--- begin PASSAGE PROVIDED ---
We’ve reached the point where remote work is longer a hypothetical scenario. The ‘future of work’ has become the now of work. Need proof? A 2021 GitLab survey found that 52% of employees would leave a co-located role if they were offered a remote one. While a Jobvite survey found that 35% of candidates would turn down a role that required them to work onsite. 

Study after study reports that remote work makes employees globally more productive and motivated. When done well, it can also make us happier.

For senior leaders who are leading remote teams for the first time, navigating this shift may seem a little daunting. But we have to remember that the last two years were not a great benchmark for how remote working should operate.

Leading successful remote companies in the wake of this changing landscape for work relies on creating new norms and processes that have trust and accountability at the core. To do that, organisations must focus on their communication, create intentional policies around work/life balance, and give their employees the autonomy to manage their goals.

Why Trust Is Essential To Leading Remote Teams

In workplace-based environments, trust often goes hand-in-hand with visibility. After all, when employees can be seen at their desks or in meetings between 9 a.m. and 5 p.m., they’re probably working. But in a remote environment, it's easy to assume all bets are off in understanding how your employees spend their time. 

As organisations make the shift to remote working, many leaders who were used to managing people in a co-located environment have been left wondering how to manage a now-invisible workforce. 

As a result, many simply replicated the principles of office-based work into a remote working context in the best way they knew how. Employee response times became the new benchmark to gauge which employees were working the hardest. The green ‘online’ light on Slack became a new measure of how many hours of work employees were putting in. Employee performance, meanwhile, was often measured by output and tasks completed.

This isn’t just a problematic approach in the short-term, it won’t foster trust long-term — and it won’t set remote leaders or teams up for success. 

Instead, working in these ways creates an environment where employees feel like they’re being monitored and micromanaged. A 2021 meta-analysis backs this up; when employees are monitored at work, it increases stress, decreases job satisfaction, and increases their likelihood of quitting. Most importantly, it significantly erodes trust.

“Surveillance — whether checking for ‘butts on seats’ by eye or measuring response time online — is the inverse of trust", explained Jordan Husney, CEO and founder of Parabol, a meeting platform for remote teams. “[This] management culture emanates from a simpler time when [job] tasks and responsibilities were more certain: the assembly line. In the knowledge economy, nearly every job requires an element of creativity. Creativity needs agency, and agency requires trust. Agency and trust are even more important in a remote context.”
--- end PASSAGE PROVIDED ---
- _INSTRUCTIONS TO FOLLOW_:
Answer these questions using the passage on leading remote teams:
1. According to the 2021 GitLab survey, what percentage of employees would leave a co-located role if offered a remote one?
2. What became a new measure of how many hours of work employees were putting in?
3. What company did Jordan Husney found, and what kind of platform is it?
--- begin STORED RECORDS ---
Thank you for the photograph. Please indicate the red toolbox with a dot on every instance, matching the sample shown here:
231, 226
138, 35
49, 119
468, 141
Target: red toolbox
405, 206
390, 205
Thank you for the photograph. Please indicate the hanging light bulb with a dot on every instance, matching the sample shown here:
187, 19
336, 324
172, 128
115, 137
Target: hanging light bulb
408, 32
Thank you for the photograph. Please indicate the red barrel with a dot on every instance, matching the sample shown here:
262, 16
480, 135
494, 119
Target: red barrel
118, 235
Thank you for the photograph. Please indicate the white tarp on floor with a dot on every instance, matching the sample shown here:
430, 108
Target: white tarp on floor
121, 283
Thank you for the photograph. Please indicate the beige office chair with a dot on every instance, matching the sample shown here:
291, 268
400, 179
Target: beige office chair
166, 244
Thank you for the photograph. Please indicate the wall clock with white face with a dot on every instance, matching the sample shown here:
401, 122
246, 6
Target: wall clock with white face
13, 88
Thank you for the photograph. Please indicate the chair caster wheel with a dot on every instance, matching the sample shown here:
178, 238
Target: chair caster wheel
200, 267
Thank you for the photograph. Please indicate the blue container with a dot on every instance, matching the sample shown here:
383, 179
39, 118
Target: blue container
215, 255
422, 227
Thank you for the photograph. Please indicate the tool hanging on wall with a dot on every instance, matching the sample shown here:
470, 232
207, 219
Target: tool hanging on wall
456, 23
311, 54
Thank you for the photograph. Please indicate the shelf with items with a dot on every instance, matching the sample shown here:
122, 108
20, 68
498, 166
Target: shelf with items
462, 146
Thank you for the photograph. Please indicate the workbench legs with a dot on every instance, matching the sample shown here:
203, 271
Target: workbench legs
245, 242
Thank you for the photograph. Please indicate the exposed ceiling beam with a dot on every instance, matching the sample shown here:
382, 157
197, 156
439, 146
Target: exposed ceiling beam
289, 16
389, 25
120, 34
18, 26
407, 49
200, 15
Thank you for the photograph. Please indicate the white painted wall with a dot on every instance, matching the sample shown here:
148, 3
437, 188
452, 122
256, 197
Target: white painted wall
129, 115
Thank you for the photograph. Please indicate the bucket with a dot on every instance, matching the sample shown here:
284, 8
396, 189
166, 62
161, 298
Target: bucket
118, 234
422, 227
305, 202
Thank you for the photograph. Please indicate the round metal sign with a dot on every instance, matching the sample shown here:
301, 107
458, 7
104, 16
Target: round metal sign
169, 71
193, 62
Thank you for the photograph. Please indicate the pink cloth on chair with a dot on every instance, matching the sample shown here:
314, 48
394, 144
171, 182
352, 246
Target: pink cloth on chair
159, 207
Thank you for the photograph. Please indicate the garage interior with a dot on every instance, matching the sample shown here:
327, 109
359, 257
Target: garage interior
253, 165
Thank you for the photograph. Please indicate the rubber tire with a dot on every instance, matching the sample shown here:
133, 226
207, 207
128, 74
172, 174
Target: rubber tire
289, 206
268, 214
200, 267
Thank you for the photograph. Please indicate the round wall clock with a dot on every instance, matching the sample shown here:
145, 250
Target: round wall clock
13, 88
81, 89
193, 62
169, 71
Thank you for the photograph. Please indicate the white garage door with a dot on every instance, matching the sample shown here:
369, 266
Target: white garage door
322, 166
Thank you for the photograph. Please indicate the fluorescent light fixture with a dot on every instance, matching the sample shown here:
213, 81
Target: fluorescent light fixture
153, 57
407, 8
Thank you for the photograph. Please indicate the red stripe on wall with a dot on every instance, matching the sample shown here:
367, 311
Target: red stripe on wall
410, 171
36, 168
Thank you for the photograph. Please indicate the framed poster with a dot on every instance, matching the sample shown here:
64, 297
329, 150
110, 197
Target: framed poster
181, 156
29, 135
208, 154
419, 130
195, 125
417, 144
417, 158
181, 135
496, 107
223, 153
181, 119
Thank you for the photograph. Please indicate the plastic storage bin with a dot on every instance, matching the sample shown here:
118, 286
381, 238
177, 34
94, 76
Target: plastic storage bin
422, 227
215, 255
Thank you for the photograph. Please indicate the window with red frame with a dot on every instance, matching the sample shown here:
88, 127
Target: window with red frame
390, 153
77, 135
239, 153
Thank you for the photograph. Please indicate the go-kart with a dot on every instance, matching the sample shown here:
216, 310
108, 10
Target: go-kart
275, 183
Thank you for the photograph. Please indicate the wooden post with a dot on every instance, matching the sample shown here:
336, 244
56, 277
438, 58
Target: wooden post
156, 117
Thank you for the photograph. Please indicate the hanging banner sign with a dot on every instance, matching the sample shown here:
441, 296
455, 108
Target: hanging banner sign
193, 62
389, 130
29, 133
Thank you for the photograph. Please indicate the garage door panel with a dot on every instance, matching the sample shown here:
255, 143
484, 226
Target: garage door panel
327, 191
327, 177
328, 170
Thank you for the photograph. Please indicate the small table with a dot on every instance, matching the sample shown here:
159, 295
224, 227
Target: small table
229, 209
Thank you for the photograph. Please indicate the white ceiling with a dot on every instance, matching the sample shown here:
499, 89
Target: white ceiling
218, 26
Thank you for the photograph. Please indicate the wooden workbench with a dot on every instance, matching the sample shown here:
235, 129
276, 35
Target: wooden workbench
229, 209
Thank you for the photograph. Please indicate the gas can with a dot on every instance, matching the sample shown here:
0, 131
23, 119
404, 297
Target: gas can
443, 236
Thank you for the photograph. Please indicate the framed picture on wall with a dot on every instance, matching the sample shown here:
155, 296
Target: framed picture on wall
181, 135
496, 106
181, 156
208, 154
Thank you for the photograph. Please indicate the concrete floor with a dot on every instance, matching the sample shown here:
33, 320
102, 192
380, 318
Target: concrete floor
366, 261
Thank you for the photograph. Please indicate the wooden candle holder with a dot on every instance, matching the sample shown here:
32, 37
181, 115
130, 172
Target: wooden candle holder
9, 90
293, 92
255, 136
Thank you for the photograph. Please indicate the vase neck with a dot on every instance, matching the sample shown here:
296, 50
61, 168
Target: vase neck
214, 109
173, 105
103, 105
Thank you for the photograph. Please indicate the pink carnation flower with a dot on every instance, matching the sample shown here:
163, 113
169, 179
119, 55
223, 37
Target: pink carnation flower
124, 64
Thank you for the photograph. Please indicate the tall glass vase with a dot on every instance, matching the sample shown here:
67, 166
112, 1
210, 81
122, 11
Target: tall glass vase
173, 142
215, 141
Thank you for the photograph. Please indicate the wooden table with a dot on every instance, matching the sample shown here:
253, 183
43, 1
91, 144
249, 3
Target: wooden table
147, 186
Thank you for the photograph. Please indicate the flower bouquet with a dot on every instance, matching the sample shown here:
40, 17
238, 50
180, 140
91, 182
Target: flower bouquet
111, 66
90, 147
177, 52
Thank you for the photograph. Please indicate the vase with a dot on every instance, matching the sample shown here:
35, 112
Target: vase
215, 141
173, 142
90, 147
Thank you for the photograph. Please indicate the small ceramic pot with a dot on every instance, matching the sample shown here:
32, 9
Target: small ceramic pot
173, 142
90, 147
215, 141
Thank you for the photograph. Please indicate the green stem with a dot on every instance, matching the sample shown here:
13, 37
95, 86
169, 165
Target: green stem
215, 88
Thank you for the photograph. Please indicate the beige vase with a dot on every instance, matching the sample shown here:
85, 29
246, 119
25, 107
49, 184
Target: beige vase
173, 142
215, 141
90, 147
--- end STORED RECORDS ---
- _TASK RESPONSE_:
1. 52%
2. The green "online" light on Slack
3. Parabol, a meeting platform for remote teams